Identify every line in the entries below that contains the word "powder", matching case exactly, and copy each of those lines.

## Start RAW RECORDS

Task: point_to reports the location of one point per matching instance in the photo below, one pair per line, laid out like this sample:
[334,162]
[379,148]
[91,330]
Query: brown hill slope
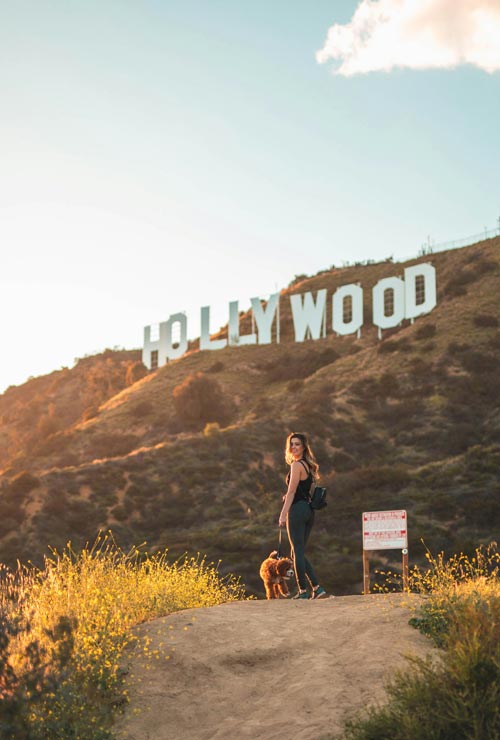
[410,422]
[255,669]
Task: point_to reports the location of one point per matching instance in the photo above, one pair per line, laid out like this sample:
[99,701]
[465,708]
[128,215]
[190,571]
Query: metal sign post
[384,530]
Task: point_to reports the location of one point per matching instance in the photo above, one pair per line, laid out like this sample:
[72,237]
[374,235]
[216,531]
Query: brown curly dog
[275,572]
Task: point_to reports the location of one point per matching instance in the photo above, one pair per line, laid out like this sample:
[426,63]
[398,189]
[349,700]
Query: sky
[163,155]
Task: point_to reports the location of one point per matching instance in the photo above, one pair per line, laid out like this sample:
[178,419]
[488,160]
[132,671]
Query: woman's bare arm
[295,469]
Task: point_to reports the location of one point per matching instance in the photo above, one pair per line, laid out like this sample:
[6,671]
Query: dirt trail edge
[259,669]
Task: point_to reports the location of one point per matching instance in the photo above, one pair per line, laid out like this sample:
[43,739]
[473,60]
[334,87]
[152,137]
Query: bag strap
[305,466]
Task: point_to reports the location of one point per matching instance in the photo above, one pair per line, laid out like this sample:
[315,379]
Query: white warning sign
[385,530]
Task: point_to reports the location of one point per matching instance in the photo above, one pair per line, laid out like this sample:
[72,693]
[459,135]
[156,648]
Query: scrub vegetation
[64,630]
[454,695]
[190,457]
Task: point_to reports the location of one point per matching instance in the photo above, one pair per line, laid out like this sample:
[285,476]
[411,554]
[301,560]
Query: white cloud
[417,34]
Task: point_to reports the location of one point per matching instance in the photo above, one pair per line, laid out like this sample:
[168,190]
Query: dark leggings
[299,524]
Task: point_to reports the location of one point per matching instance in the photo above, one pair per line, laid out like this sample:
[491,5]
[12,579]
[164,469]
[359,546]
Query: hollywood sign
[393,299]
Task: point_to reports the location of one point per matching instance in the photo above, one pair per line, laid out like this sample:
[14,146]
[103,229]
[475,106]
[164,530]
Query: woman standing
[297,514]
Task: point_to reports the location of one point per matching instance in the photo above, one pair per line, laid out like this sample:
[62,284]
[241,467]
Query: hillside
[230,671]
[412,421]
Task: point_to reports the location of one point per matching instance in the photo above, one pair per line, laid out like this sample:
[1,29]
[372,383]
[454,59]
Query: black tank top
[302,492]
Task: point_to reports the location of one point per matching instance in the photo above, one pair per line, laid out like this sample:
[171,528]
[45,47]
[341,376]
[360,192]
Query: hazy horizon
[160,158]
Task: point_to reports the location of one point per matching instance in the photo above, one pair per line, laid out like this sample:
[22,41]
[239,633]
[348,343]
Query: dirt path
[271,670]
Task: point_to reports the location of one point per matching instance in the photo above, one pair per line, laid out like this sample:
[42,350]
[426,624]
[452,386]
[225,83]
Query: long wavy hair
[308,455]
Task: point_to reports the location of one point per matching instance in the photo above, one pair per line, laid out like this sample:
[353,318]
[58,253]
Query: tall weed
[64,628]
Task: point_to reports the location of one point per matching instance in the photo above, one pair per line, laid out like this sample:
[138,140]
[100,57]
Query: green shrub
[455,696]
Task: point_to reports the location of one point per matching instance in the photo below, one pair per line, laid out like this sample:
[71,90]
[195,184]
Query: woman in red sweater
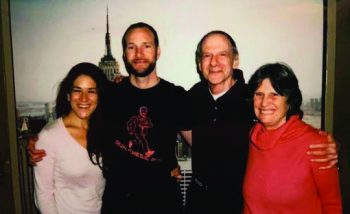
[280,177]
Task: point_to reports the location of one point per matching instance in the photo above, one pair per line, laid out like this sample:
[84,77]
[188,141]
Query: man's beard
[131,70]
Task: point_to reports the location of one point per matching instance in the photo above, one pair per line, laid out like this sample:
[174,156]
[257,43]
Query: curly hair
[283,81]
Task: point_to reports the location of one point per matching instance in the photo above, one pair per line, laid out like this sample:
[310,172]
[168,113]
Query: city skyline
[49,37]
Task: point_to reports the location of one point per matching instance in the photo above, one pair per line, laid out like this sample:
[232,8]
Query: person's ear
[158,52]
[235,63]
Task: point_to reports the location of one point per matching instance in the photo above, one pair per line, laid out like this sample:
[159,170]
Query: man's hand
[34,155]
[118,78]
[176,173]
[327,150]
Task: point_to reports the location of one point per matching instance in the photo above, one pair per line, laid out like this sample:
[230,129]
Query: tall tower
[108,63]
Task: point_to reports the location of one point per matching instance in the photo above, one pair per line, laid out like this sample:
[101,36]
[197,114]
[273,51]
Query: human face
[141,54]
[83,97]
[270,108]
[218,60]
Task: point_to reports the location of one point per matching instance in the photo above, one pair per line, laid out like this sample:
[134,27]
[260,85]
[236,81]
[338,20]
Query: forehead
[266,85]
[216,41]
[139,35]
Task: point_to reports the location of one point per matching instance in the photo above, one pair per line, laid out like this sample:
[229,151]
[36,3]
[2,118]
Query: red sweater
[280,177]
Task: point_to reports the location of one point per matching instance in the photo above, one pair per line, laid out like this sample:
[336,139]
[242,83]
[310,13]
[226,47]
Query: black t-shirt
[220,136]
[141,129]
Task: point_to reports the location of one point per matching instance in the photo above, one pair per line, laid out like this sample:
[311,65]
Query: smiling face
[141,53]
[270,108]
[217,61]
[83,97]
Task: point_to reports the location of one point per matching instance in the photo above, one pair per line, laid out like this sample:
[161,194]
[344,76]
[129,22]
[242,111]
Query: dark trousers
[153,197]
[203,199]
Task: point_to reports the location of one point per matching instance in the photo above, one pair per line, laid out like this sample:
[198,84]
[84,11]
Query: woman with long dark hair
[66,181]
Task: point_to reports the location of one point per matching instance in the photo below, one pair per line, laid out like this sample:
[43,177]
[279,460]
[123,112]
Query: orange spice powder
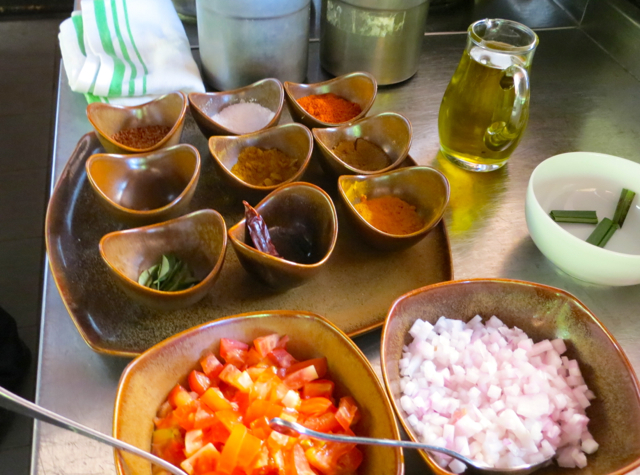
[390,214]
[330,107]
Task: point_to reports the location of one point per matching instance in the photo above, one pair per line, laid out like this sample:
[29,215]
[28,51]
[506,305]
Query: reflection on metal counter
[383,37]
[243,41]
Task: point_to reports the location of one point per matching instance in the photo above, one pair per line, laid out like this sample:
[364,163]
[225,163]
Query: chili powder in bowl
[338,101]
[397,209]
[138,129]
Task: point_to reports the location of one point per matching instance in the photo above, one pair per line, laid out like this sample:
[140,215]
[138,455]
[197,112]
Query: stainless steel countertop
[581,100]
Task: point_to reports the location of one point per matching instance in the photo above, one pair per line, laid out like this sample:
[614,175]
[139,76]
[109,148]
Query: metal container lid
[384,4]
[253,9]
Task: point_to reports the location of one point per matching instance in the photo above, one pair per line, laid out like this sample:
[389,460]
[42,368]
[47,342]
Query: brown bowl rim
[127,372]
[253,250]
[422,230]
[153,292]
[362,114]
[232,92]
[383,356]
[151,212]
[165,139]
[403,155]
[301,169]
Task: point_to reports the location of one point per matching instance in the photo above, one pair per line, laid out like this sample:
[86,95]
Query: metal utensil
[294,429]
[16,404]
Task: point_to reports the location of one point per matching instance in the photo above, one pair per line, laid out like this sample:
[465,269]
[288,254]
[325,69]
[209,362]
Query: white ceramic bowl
[586,181]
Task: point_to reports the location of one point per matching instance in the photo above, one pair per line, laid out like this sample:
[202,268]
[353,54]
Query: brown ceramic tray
[354,290]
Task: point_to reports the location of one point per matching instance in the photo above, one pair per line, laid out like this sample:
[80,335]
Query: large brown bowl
[168,110]
[358,87]
[423,187]
[302,208]
[389,131]
[543,313]
[294,140]
[268,93]
[199,239]
[146,382]
[148,187]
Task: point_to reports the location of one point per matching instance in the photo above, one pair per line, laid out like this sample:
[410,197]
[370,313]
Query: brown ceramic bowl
[268,93]
[425,188]
[168,110]
[358,87]
[543,313]
[199,239]
[145,188]
[294,140]
[146,382]
[389,131]
[295,209]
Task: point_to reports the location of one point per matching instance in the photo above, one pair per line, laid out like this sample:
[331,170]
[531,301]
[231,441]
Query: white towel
[127,51]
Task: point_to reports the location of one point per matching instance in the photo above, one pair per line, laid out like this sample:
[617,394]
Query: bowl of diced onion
[511,373]
[587,182]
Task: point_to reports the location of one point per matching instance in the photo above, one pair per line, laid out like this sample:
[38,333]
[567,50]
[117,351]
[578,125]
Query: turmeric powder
[330,107]
[390,214]
[262,167]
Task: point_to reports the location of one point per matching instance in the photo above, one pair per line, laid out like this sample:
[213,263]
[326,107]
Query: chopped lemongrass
[600,232]
[612,229]
[624,203]
[574,216]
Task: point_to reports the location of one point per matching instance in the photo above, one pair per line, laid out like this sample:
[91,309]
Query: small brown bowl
[199,239]
[300,209]
[425,188]
[168,110]
[389,131]
[145,188]
[146,382]
[268,93]
[293,140]
[543,313]
[358,87]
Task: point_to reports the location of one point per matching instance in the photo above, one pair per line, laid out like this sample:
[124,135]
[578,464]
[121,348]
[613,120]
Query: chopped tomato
[179,396]
[315,406]
[211,365]
[265,344]
[199,382]
[233,352]
[236,378]
[318,388]
[229,456]
[348,412]
[282,358]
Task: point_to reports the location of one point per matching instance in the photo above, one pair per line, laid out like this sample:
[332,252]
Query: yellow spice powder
[390,215]
[261,167]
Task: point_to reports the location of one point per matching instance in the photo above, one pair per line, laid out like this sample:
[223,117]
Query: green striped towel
[127,51]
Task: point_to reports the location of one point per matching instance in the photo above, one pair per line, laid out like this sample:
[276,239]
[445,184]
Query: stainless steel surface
[16,404]
[244,41]
[383,38]
[293,428]
[581,100]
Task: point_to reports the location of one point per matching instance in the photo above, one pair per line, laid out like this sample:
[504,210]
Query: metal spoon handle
[276,423]
[15,403]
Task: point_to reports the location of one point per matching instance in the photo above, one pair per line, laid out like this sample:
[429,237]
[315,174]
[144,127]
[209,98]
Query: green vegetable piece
[612,229]
[624,204]
[574,216]
[600,232]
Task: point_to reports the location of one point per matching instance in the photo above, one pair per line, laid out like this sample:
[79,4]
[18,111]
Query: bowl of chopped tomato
[202,400]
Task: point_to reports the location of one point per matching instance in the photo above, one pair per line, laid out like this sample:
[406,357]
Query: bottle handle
[500,135]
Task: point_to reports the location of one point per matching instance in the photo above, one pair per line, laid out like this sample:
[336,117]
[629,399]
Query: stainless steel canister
[383,37]
[243,41]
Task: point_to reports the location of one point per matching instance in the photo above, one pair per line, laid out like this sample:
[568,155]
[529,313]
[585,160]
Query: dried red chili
[258,231]
[141,137]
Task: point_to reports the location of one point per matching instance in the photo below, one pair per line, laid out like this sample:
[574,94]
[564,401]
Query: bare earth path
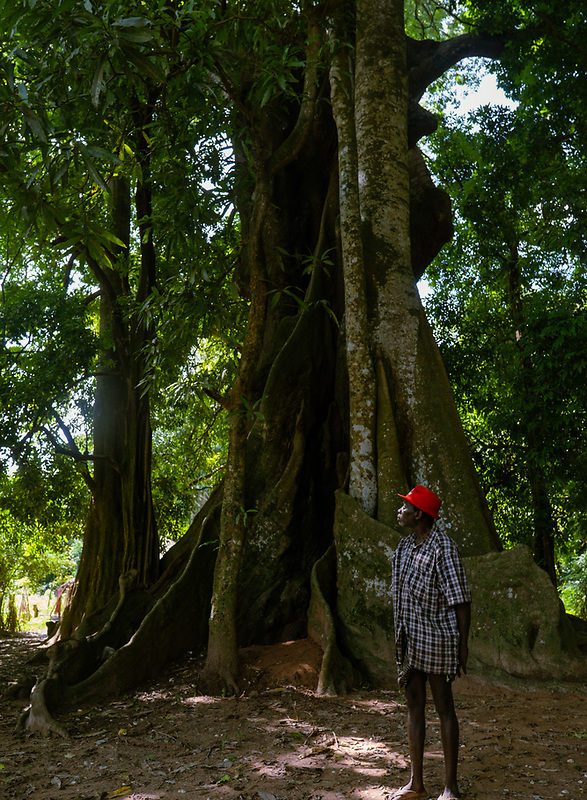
[281,741]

## End RAW RECORDS

RESULT BELOW:
Query: orange spice powder
Query: chili powder in bowl
Query: turmeric powder
Query: yellow spice powder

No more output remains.